YOUR INSTRUCTIONS. Below are records; extract exactly the lines from the one containing "Identify a point for each instance of the white background" through the last, both included, and keep the pictures out.

AVAILABLE RECORDS.
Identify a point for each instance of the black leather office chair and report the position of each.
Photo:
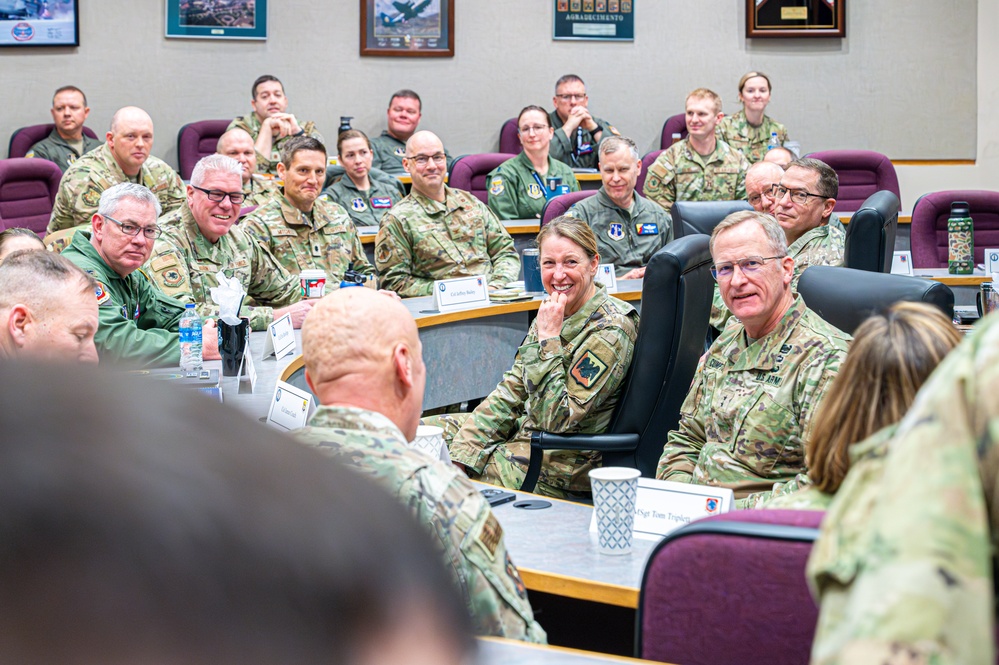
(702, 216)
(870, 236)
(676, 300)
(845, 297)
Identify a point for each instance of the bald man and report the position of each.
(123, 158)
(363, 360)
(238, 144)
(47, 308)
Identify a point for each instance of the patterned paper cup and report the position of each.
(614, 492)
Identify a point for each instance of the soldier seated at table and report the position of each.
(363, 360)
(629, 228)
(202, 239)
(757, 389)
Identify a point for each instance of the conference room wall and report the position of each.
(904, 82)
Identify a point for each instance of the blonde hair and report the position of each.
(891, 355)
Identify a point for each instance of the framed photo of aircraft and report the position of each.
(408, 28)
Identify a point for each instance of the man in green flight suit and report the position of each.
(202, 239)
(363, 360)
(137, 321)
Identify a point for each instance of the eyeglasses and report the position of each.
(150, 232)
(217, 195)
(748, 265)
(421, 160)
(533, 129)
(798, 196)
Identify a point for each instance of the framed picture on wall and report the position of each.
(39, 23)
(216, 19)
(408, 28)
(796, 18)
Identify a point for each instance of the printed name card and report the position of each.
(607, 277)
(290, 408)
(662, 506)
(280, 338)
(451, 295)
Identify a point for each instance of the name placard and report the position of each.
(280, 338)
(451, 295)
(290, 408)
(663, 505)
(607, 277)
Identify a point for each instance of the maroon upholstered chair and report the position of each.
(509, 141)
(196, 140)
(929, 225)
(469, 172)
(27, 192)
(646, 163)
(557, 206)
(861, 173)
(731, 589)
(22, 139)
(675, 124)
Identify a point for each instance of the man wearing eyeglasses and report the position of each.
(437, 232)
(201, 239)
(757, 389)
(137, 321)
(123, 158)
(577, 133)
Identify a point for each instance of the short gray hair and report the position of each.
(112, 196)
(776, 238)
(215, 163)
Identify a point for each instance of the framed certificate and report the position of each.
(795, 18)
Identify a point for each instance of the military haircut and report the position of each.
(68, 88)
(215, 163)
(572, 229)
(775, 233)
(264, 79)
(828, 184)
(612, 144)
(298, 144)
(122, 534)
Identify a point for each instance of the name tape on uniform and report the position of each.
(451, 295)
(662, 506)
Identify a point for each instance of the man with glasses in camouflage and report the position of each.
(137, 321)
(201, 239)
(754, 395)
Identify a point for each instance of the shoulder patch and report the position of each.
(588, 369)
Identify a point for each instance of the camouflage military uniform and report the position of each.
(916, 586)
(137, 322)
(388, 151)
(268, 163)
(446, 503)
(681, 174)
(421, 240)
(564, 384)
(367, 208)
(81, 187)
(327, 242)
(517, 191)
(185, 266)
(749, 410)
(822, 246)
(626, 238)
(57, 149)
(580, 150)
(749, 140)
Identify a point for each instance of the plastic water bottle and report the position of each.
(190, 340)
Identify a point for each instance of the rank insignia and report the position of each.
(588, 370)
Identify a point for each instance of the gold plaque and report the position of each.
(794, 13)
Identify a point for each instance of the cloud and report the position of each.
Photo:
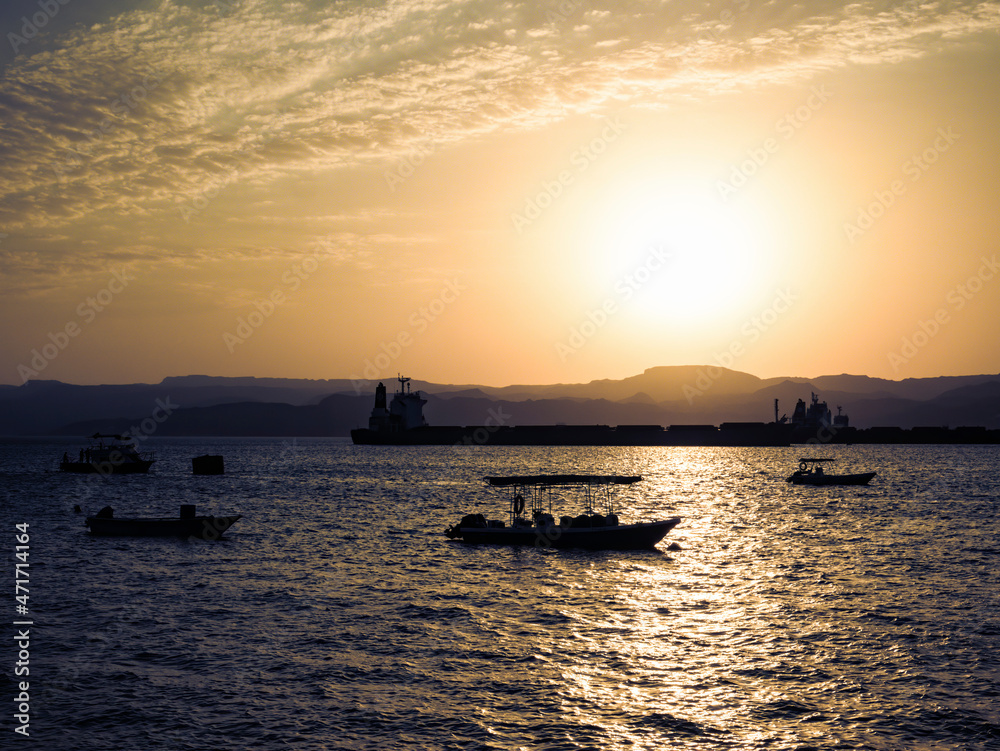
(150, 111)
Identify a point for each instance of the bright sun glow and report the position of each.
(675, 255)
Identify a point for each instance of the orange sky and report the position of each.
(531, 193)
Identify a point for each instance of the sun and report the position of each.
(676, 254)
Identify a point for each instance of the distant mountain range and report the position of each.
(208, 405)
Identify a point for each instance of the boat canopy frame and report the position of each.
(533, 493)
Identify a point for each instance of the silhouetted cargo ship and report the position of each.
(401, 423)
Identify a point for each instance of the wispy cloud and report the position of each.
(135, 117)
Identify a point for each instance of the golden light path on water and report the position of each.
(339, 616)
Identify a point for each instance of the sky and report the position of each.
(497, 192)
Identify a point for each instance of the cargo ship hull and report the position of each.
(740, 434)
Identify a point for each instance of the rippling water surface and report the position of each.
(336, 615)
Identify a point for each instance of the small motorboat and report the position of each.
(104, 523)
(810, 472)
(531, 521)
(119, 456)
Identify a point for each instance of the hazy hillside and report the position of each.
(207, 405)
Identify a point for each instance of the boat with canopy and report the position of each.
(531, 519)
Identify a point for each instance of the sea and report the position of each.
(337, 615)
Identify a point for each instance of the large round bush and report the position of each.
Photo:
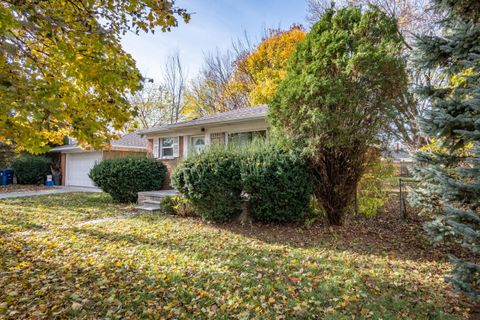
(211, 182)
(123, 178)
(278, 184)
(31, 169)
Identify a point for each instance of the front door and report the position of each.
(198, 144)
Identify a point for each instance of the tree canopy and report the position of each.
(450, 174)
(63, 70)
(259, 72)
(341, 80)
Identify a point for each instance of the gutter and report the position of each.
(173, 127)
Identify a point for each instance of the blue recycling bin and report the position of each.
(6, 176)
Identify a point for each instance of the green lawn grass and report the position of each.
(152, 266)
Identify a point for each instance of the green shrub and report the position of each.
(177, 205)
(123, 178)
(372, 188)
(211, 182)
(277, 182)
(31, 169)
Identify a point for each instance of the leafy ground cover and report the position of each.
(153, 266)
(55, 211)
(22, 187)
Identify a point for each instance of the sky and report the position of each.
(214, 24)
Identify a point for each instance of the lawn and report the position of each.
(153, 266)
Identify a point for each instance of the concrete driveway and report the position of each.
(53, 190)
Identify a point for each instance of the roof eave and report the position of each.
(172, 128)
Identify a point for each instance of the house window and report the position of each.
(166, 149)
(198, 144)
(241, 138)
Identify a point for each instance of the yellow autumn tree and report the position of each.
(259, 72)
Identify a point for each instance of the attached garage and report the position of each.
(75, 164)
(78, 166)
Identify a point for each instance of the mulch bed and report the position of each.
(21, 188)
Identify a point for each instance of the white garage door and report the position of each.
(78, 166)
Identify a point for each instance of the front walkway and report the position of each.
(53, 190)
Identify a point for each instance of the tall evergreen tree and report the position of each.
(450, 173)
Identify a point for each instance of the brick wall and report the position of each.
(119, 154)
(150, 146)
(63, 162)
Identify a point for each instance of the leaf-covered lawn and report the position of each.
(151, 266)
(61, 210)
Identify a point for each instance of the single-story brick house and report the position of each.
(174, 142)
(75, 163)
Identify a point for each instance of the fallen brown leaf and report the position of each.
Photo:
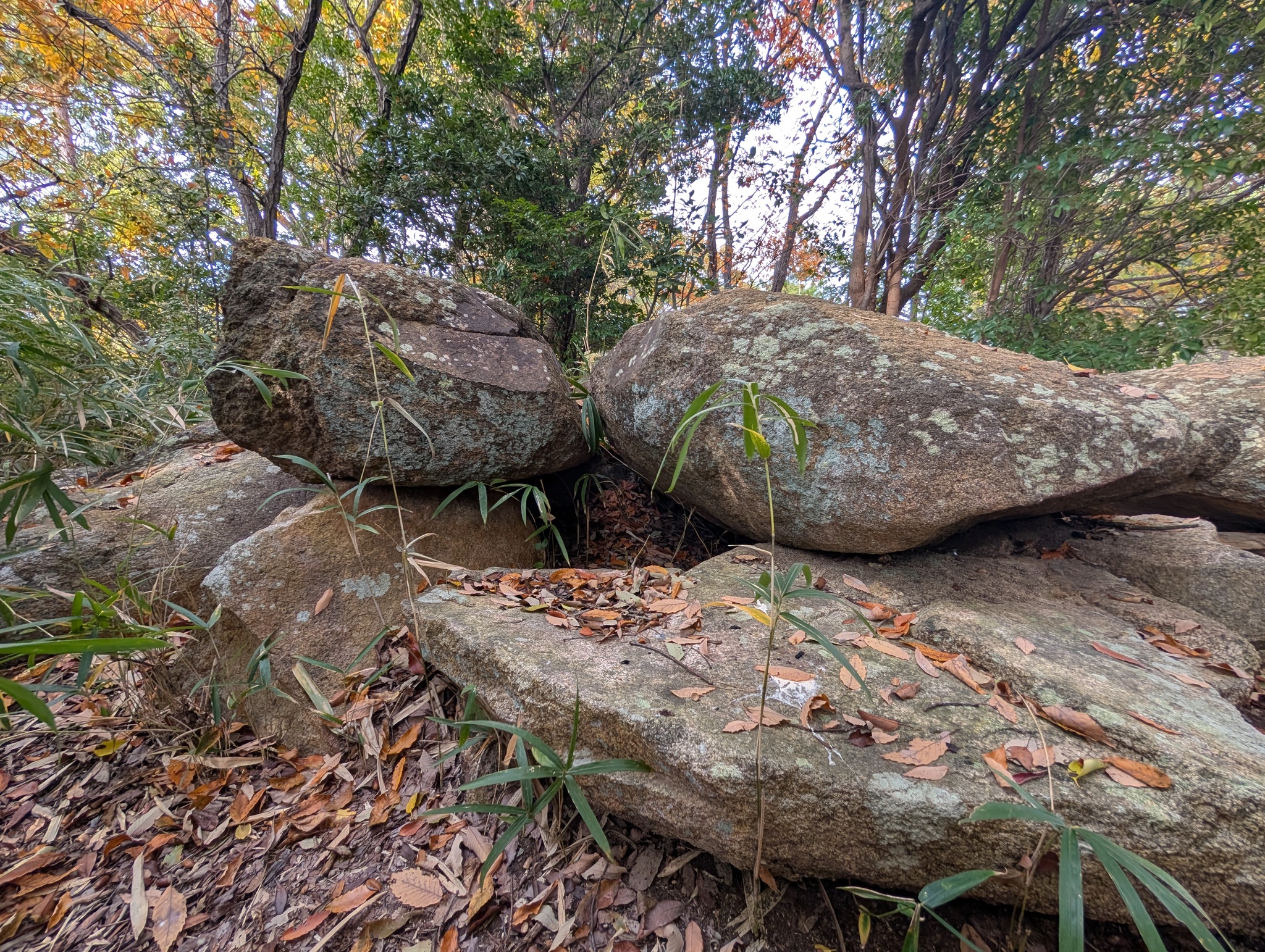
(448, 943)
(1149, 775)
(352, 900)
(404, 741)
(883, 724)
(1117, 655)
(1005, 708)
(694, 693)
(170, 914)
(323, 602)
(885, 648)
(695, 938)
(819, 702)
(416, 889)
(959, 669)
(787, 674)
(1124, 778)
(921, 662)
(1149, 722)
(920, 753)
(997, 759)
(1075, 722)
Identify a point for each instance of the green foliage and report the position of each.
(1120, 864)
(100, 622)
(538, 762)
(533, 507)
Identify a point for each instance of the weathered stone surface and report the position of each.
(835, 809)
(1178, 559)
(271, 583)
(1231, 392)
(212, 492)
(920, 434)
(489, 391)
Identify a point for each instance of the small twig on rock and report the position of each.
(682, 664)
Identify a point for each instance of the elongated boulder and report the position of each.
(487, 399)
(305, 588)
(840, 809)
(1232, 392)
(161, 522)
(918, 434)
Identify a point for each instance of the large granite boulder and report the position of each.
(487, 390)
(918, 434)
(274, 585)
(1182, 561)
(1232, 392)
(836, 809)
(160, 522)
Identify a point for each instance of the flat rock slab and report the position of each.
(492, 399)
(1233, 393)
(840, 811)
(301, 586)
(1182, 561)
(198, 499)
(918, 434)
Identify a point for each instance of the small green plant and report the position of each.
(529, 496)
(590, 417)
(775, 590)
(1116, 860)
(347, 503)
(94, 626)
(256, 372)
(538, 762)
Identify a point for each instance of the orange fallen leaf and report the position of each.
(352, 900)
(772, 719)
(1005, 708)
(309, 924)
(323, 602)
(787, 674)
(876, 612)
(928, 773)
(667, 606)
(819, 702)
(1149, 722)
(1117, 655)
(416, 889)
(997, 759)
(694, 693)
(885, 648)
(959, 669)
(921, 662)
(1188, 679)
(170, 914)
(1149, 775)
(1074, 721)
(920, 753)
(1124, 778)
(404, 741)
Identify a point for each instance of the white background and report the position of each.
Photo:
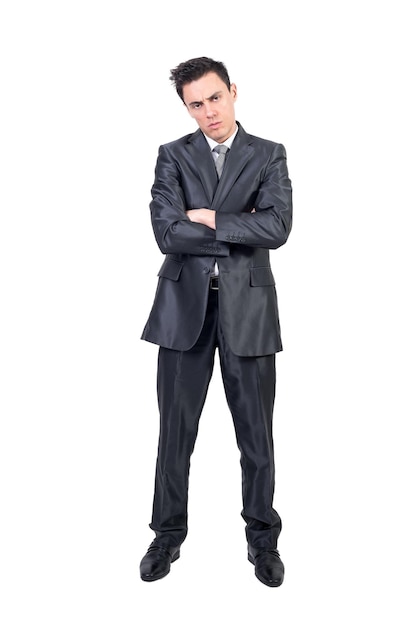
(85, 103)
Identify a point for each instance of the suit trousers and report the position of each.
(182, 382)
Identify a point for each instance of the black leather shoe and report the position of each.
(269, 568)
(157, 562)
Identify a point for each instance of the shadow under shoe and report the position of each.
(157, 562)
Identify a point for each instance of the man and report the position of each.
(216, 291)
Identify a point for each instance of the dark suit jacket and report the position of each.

ANSWER.
Identify a point for each instance of the white background and report the position of each.
Photo:
(85, 103)
Identify a point for each instance of the suit trousers and report the position of each.
(182, 382)
Identify a point for each instance of the black leather shoe and report the position of each.
(269, 568)
(157, 562)
Identify a point for each instance of the shadow under shoe and report the position of each.
(157, 562)
Identify a point for each instance of the man and report the position of each.
(216, 291)
Identify a point for each instance of the dark suit jacket and report the position of each.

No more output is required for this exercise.